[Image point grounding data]
[Start of Attachment]
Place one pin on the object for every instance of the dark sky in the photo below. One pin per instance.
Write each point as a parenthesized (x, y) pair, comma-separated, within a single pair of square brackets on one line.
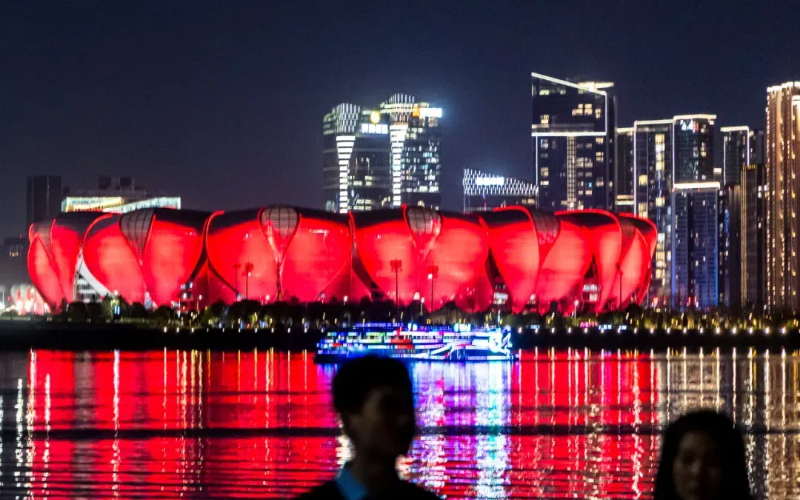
[(222, 103)]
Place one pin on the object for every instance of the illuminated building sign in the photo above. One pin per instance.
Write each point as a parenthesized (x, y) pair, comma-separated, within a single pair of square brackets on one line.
[(490, 181), (116, 204), (374, 128), (688, 126), (430, 112)]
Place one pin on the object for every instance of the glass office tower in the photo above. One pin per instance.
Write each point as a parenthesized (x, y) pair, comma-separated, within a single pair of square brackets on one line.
[(694, 245), (573, 133), (356, 159), (783, 184)]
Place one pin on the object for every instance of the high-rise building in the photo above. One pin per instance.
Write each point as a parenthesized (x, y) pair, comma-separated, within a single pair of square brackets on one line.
[(624, 163), (43, 198), (753, 235), (783, 199), (652, 156), (736, 151), (730, 246), (693, 143), (694, 245), (573, 133), (382, 158), (356, 159), (484, 192), (758, 147), (665, 153), (415, 142)]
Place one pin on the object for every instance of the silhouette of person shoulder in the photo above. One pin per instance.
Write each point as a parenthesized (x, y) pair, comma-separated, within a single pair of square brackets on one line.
[(702, 458), (374, 399)]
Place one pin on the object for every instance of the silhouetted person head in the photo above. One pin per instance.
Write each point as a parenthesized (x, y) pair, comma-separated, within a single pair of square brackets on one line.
[(702, 458), (374, 399)]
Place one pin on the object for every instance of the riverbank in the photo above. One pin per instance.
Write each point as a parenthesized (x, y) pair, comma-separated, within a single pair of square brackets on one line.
[(24, 335), (19, 335)]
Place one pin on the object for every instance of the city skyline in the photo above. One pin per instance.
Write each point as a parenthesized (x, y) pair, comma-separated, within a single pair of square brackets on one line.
[(239, 112)]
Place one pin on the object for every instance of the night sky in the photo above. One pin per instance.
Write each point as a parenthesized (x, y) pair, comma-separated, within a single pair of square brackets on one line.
[(222, 103)]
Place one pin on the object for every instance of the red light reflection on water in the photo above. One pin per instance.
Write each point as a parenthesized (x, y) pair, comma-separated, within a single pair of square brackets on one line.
[(258, 424)]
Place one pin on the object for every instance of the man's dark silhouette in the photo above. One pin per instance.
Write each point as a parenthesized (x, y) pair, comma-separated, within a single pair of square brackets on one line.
[(374, 400)]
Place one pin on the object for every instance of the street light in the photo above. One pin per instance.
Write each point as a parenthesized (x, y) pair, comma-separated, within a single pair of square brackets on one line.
[(236, 268), (396, 266), (248, 269), (433, 272)]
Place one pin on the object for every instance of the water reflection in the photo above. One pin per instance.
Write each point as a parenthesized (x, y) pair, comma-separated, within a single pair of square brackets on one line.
[(258, 424)]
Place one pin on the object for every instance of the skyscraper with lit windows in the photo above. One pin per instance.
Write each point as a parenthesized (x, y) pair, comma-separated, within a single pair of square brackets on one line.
[(380, 158), (652, 175), (736, 153), (666, 153), (695, 255), (356, 159), (624, 162), (783, 202), (573, 133), (415, 145)]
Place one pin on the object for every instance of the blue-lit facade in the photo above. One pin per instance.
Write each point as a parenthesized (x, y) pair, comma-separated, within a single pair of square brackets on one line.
[(695, 259)]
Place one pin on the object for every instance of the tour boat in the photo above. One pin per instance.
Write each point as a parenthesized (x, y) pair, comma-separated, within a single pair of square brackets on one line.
[(415, 342)]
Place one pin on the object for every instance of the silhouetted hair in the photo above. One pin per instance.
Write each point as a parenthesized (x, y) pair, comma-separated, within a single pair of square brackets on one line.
[(722, 431), (356, 378)]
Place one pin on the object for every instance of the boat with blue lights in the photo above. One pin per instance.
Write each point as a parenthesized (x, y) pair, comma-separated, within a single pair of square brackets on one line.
[(416, 342)]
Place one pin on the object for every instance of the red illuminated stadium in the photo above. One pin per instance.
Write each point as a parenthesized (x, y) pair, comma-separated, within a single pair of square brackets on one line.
[(515, 256)]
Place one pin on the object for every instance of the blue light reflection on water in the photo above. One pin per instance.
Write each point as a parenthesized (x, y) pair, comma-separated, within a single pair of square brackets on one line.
[(258, 424)]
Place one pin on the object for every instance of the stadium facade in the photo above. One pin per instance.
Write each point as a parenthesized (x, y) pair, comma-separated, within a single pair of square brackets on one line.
[(516, 258)]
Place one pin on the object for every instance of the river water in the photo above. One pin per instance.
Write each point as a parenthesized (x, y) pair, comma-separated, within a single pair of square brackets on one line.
[(256, 424)]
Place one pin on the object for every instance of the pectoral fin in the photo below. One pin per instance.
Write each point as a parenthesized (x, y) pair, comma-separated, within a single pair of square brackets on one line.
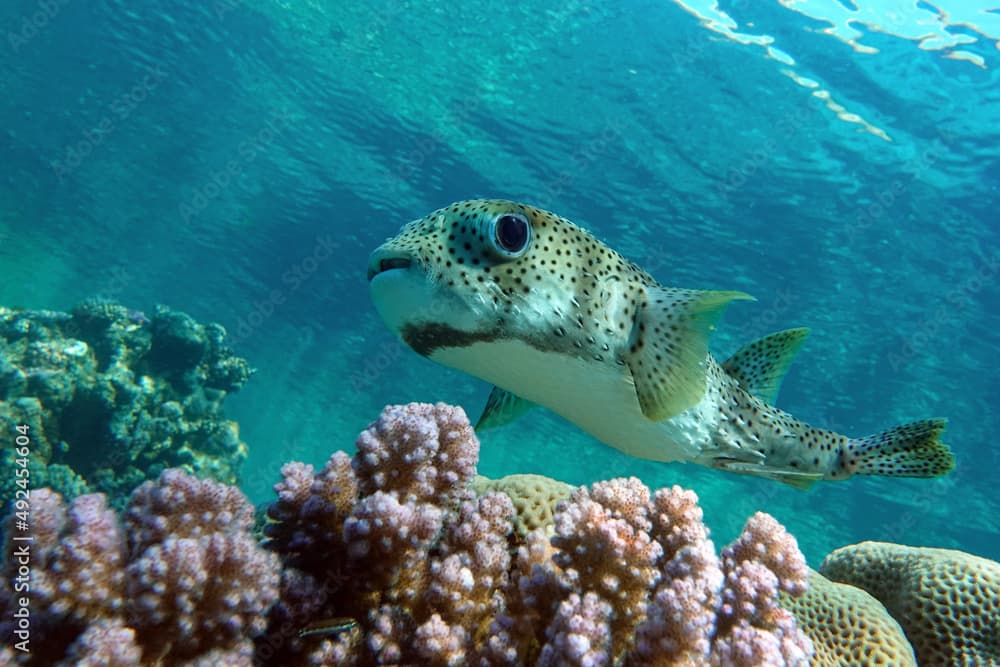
[(797, 478), (502, 407), (669, 345), (761, 365)]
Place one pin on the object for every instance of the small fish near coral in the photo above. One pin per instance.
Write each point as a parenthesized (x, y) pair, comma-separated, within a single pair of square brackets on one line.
[(392, 557), (537, 306)]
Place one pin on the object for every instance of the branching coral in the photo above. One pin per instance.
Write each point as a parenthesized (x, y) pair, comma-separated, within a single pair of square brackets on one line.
[(182, 580), (433, 576), (388, 557)]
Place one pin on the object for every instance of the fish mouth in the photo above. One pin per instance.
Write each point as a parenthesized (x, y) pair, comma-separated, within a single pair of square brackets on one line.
[(383, 260)]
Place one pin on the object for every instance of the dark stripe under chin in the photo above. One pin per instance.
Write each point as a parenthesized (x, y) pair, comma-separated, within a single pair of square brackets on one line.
[(426, 338)]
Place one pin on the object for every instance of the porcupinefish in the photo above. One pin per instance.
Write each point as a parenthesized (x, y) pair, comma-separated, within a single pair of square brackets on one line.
[(537, 306)]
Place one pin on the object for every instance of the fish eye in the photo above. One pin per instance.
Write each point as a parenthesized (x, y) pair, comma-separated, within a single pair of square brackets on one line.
[(510, 235)]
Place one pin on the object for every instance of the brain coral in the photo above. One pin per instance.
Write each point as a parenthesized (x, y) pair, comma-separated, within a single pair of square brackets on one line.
[(848, 626), (534, 497), (948, 602)]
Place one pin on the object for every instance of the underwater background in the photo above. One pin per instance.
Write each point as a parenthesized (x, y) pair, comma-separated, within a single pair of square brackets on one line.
[(238, 161)]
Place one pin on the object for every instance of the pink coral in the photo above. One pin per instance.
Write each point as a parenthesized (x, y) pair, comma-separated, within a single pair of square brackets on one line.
[(80, 576), (181, 505), (105, 643), (752, 628), (389, 558), (193, 583), (681, 618), (418, 452), (580, 635)]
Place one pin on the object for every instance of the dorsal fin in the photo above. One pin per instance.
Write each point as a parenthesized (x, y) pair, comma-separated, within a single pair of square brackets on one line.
[(669, 345), (761, 365), (502, 407)]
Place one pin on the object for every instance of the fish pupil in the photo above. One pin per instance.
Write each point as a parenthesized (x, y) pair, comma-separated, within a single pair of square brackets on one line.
[(512, 233)]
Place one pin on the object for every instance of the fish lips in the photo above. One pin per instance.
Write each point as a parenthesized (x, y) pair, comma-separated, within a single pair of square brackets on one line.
[(384, 260)]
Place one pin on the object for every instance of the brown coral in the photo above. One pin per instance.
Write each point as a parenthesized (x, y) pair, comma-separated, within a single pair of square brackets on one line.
[(948, 602), (534, 496), (848, 626)]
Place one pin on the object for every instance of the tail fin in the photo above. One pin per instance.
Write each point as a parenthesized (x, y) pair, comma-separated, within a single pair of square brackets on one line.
[(911, 450)]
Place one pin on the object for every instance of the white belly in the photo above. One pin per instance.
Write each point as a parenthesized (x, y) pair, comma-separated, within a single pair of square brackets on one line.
[(599, 398)]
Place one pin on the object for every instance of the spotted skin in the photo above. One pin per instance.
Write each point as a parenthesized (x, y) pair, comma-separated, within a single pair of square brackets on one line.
[(574, 326)]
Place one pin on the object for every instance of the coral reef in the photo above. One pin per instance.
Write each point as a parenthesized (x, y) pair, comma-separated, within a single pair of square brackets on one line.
[(948, 602), (534, 496), (847, 626), (181, 580), (112, 398), (391, 559)]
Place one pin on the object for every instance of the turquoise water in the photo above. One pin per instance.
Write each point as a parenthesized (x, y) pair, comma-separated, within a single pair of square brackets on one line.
[(239, 160)]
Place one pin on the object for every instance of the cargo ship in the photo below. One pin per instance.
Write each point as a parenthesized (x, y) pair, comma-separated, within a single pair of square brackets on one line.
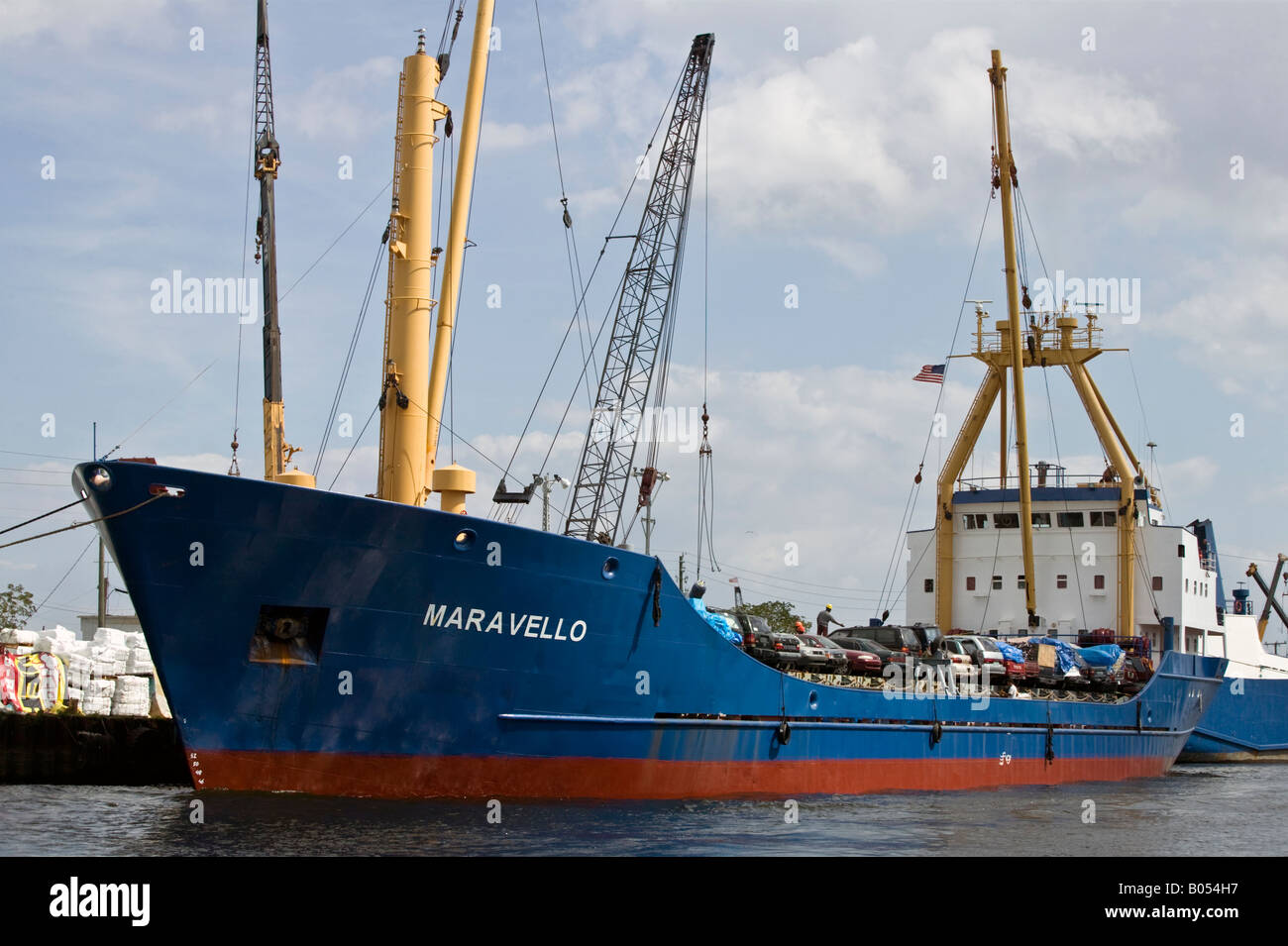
[(376, 646)]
[End of Attachment]
(WORK TO BE COMPLETED): Above are the records. Copy the lines beginning at the one that has "of the illuminated" and ending with the one that has "of the high-rise", unchanged.

(WRITTEN SOLUTION):
Place one pin on the object for every instance of the illuminated building sign in the photo above. One pin per instance.
Write each point as a parenthesized (x, y) pair, comma-separated, within a single pair of square brackets on one line.
[(490, 181), (116, 204), (374, 128), (688, 126), (430, 112)]
Place one pin on the object for every instance of the glass office tower in the photo above. One pin per instance.
Write each point as a parenthesized (x, y) pair, comma-separated, within a single pair of square brackets on one line.
[(694, 245), (573, 133), (356, 159), (783, 184)]
Place one pin on the object for every instance of the high-rise building in the photo above. One pin per instance.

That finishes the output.